-- Task data start --

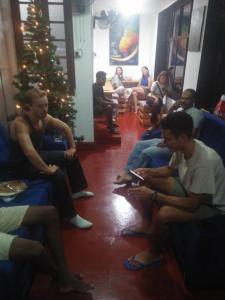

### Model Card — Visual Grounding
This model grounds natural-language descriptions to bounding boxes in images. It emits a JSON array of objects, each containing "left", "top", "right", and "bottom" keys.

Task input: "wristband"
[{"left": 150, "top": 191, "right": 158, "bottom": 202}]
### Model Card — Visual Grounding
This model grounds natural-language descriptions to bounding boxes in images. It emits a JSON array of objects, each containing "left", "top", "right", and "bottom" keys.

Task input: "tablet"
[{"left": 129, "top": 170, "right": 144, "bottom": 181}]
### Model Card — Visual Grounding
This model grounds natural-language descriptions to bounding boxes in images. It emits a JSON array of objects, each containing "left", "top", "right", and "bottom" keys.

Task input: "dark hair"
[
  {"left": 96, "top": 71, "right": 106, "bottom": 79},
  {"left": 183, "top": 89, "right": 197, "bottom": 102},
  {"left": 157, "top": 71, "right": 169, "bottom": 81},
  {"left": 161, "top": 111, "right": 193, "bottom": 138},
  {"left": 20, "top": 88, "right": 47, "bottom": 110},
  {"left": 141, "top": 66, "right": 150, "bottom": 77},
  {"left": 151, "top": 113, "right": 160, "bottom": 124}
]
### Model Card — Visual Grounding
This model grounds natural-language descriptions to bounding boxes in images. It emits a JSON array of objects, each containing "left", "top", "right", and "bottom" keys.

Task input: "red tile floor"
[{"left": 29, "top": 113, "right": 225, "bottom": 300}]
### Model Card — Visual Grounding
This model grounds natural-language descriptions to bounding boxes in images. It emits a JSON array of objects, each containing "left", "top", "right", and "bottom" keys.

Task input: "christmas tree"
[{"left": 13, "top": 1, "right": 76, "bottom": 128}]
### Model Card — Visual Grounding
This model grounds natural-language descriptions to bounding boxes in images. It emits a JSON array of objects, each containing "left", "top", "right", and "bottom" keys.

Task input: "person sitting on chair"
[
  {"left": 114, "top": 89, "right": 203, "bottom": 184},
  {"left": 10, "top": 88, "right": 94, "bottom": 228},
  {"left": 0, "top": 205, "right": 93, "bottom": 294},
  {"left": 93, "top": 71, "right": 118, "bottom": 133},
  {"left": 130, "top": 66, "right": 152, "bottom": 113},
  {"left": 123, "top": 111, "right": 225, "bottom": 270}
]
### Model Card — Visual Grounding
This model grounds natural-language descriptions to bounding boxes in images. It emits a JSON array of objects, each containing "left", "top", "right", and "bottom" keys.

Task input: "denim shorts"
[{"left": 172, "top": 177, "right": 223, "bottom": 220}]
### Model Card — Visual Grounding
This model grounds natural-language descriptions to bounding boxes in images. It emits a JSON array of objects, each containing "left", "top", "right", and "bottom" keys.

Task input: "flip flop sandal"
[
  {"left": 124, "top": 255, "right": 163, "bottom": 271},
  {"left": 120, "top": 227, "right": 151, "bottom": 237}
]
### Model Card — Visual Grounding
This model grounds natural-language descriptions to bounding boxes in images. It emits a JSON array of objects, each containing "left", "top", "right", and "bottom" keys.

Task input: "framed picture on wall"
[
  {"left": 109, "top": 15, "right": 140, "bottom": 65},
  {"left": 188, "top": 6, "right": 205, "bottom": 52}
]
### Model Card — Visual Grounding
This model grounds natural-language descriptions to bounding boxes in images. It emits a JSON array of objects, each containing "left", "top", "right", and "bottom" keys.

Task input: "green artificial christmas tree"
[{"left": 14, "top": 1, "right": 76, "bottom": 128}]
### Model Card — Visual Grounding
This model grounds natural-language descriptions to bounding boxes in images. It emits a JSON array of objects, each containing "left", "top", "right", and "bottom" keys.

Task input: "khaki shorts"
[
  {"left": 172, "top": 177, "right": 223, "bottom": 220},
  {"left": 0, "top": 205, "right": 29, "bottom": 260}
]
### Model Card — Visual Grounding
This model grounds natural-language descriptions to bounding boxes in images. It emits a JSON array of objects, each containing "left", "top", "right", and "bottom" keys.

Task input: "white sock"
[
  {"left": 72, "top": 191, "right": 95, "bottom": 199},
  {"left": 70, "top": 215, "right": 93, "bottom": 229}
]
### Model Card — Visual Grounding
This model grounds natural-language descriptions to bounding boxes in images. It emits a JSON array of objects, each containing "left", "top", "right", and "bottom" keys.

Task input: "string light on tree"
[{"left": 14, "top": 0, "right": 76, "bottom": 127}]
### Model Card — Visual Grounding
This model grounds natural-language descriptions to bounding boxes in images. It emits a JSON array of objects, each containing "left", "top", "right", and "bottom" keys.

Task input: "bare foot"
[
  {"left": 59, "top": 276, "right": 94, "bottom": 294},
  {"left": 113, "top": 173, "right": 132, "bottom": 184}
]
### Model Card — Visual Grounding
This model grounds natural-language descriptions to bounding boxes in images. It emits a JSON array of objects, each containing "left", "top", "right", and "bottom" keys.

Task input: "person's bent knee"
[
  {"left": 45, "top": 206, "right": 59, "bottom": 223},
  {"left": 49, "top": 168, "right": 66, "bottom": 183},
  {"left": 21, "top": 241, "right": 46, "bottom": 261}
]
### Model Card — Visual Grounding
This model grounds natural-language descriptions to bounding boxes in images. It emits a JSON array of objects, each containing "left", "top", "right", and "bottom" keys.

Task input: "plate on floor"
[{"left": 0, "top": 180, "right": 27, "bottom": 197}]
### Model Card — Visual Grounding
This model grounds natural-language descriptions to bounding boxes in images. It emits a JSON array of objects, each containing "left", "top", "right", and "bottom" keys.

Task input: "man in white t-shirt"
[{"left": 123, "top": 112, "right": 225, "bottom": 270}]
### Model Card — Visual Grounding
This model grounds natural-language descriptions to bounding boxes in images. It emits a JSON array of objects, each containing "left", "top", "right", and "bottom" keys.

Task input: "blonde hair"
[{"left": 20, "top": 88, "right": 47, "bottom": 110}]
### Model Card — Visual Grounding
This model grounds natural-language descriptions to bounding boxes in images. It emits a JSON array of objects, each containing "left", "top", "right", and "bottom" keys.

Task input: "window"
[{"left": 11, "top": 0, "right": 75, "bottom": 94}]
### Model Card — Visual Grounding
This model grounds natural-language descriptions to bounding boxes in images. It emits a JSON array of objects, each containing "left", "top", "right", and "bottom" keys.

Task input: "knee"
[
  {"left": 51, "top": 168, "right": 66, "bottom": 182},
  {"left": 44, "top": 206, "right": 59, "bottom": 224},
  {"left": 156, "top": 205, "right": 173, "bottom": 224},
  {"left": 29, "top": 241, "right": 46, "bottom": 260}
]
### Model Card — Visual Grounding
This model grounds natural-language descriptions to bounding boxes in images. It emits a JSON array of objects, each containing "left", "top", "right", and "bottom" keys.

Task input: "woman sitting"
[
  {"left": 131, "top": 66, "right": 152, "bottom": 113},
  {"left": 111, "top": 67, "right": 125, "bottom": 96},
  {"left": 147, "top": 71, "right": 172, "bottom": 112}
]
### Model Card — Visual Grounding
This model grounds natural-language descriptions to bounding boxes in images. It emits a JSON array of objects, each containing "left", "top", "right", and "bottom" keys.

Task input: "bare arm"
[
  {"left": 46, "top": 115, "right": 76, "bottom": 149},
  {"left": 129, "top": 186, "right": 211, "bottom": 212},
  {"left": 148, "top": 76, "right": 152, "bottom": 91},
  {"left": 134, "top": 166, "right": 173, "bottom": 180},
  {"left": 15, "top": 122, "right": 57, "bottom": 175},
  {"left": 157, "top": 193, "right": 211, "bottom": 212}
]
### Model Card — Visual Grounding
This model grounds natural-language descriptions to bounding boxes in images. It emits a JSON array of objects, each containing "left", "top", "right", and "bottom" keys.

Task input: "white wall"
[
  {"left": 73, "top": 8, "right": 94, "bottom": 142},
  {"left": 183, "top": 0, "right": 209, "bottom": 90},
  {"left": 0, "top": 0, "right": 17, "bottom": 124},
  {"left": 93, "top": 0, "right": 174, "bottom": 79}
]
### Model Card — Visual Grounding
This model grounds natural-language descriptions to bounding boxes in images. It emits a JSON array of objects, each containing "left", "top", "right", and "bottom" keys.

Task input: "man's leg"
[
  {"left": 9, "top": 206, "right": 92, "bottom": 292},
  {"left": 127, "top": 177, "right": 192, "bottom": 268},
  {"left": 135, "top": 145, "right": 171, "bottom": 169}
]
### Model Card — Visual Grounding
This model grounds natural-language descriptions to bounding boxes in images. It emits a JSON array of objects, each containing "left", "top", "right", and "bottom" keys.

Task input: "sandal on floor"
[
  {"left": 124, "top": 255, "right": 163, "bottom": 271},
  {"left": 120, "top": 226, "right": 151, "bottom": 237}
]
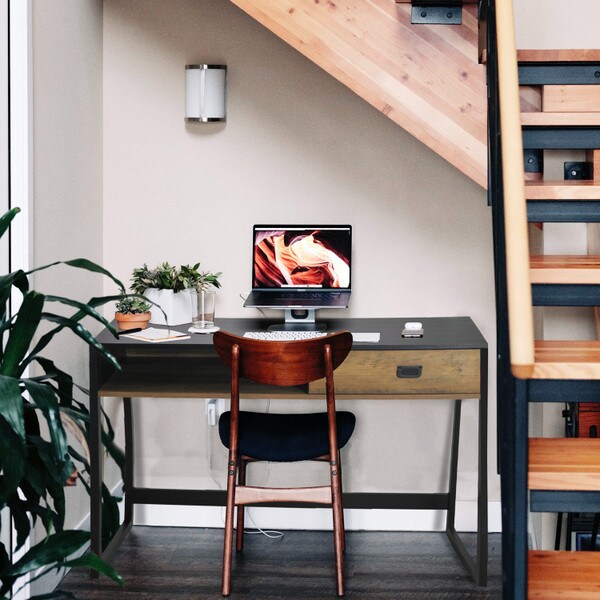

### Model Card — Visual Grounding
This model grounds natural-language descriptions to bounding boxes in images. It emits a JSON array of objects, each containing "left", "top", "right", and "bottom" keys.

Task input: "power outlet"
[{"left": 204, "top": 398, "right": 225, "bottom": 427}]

-- Task data end --

What is being asked –
Identify every line in the records above that contains the string "christmas", treating uppercase and lowercase letters as distinct, and copy each such line in full.

Solved problem –
Task input: "christmas tree"
Task input: "green artificial christmas tree"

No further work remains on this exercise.